[Set exercise]
Please say what the string theory thread states about the masses of all except the lowest modes.

[Provided text]
# Why doesn't string theory predict the existence of infinitely many elementary particles?

I'm a physicist, but my knowledge of string theory is extremely minimal. My naive conceptual understanding is that the vacuum is modeled as a certain topology (and geometry?) for the spacetime, and fundamental particles are explained as excitations of strings that live on this background. E.g., a certain vibrational state would be the photon, some other state would be the graviton, and so on. The actual spectrum of such vibrations is presumably something we can't calculate, because we don't know the topology of the background (i.e., which possibility it is in the string landscape).

If this is at least qualitatively correct, then why aren't there infinitely many such vibrational states, which would appear at ordinary energy scales as infinitely many elementary particles?

• Nov 7 '19 at 16:44
• String theory does predict an infinite number of particles, but all except the lowest modes have masses of order of the Planck mass. Nov 7 '19 at 17:49
• @JohnRennie: I see, that sort of makes sense. Maybe that should be an answer. But that leaves me wondering why the lowest mode doesn't also have a mass on the order of the Planck mass. I would think that it would be like a simple harmonic oscillator with $E_n=(n+1/2)\omega_0$, so that $E_0$ would be on the order of $\omega_0$.
– user4552
Nov 7 '19 at 23:15
• The lowest massive modes are at the Planck mass. There are also massless modes that get masses through symmetry breaking. (To be annoying and cite a whole book: see Polchinkski.)

[Supplied material]

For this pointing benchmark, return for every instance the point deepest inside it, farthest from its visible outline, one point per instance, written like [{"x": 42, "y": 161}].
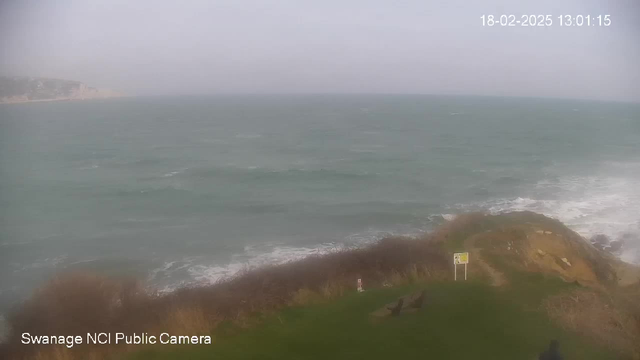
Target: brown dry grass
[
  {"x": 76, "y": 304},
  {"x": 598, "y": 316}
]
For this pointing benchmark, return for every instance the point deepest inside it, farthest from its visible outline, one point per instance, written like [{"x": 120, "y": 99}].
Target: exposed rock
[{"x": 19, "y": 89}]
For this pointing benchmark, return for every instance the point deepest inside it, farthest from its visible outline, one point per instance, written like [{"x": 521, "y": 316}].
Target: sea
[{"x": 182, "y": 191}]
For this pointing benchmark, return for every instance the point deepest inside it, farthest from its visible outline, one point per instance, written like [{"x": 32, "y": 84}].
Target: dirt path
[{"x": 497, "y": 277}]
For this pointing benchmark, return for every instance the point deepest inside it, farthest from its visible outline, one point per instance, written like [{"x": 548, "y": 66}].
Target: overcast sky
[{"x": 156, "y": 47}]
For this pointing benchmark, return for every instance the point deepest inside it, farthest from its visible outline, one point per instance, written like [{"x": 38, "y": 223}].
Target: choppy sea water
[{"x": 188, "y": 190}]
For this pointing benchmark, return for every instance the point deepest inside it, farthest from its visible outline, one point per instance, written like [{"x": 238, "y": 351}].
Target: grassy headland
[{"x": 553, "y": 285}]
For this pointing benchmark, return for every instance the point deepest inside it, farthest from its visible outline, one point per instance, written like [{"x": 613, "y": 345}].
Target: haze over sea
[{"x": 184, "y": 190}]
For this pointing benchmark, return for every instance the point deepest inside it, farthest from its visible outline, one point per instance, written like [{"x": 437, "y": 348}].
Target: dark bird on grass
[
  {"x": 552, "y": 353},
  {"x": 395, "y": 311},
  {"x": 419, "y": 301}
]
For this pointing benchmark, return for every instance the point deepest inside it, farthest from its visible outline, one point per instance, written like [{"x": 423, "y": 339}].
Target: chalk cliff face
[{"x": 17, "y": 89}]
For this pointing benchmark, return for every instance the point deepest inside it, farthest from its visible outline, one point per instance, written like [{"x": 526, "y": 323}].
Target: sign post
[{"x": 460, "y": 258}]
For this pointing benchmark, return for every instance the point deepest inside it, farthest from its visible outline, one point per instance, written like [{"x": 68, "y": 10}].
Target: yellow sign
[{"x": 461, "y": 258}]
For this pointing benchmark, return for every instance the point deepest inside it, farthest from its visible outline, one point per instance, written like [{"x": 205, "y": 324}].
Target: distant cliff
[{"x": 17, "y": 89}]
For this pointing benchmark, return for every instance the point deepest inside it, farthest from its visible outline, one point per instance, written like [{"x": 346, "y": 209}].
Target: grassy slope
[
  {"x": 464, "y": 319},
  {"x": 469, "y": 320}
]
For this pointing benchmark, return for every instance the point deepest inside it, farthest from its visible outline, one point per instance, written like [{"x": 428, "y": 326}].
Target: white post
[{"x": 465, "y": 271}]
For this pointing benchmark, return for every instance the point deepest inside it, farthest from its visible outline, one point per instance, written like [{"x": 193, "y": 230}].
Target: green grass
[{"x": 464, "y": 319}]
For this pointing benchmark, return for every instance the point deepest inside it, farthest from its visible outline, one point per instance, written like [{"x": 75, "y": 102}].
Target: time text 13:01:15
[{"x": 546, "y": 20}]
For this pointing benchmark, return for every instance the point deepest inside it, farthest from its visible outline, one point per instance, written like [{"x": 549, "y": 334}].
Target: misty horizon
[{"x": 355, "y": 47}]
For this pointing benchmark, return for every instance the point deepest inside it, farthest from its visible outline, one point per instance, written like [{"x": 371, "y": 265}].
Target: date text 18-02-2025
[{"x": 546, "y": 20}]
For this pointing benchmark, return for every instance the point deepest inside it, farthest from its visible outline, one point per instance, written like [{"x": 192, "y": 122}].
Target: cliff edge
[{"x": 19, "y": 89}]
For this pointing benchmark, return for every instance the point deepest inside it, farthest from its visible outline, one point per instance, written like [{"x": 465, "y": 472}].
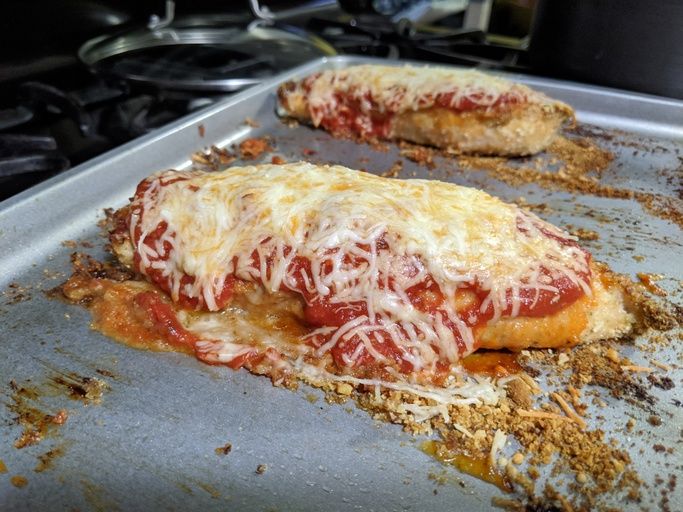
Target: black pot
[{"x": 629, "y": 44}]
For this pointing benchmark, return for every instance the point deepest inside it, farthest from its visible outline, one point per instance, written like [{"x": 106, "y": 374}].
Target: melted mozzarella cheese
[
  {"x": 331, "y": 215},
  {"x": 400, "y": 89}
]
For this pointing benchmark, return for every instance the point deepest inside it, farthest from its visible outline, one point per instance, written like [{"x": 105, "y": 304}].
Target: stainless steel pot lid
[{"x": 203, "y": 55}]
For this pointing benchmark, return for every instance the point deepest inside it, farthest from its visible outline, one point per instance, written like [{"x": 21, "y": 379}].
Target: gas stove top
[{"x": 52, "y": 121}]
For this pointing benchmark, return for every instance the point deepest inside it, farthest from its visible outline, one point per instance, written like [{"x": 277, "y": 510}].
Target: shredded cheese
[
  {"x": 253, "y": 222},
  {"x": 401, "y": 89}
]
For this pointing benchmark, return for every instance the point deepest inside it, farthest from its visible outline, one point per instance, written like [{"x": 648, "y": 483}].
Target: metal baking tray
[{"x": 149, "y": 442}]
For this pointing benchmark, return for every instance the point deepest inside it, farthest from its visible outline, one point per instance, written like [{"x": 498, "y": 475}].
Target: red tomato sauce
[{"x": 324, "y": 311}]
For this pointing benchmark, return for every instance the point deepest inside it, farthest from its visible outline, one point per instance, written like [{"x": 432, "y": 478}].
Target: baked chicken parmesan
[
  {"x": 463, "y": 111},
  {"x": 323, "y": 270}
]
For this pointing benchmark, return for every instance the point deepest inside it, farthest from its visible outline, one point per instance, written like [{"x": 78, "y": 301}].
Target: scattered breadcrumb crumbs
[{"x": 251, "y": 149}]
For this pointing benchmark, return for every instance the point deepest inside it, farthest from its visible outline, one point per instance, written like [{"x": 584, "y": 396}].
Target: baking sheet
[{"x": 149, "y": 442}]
--
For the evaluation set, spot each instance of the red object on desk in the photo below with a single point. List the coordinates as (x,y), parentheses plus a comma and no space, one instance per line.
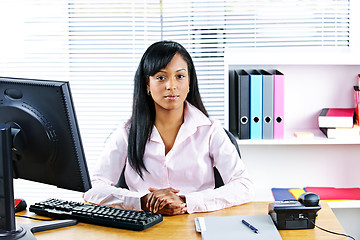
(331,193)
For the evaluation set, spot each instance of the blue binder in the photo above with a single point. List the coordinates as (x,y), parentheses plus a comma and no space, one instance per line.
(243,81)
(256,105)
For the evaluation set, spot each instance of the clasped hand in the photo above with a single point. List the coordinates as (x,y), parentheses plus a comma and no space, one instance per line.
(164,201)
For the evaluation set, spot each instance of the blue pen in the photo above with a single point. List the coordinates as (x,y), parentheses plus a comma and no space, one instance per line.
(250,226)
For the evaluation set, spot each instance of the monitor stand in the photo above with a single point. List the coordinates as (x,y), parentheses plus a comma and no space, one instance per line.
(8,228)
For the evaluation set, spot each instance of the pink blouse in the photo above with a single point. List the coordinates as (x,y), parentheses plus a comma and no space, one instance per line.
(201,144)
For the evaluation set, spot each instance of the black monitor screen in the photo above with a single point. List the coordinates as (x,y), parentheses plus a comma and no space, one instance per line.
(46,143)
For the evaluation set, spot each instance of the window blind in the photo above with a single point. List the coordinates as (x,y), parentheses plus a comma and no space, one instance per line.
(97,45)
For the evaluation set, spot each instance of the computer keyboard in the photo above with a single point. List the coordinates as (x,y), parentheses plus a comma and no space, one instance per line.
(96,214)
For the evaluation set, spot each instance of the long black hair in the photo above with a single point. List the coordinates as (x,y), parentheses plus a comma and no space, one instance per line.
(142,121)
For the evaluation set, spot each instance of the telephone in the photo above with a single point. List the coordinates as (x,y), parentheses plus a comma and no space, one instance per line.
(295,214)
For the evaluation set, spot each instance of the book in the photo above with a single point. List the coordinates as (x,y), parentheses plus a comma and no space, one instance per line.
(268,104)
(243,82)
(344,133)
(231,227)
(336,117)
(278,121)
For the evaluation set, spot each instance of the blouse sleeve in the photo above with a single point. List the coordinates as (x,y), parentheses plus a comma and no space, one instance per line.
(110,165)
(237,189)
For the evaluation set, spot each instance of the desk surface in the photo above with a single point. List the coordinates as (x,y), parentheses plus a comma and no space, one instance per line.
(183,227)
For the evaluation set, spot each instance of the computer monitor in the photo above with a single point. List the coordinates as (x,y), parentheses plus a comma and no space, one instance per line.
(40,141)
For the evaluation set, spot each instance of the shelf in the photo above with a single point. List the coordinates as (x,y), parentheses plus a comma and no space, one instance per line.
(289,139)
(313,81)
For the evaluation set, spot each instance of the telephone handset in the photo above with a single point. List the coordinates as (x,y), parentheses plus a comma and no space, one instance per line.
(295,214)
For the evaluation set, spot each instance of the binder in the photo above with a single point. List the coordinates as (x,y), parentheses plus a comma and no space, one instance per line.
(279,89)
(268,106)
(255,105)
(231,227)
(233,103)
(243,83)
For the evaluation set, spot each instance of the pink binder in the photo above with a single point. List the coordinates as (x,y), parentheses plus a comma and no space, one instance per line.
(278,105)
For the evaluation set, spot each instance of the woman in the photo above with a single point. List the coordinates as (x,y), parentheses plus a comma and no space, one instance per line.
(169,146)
...
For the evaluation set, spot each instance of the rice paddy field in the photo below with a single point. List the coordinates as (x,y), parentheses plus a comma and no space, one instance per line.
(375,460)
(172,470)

[Completed exercise]
They have masses of order of the Planck mass.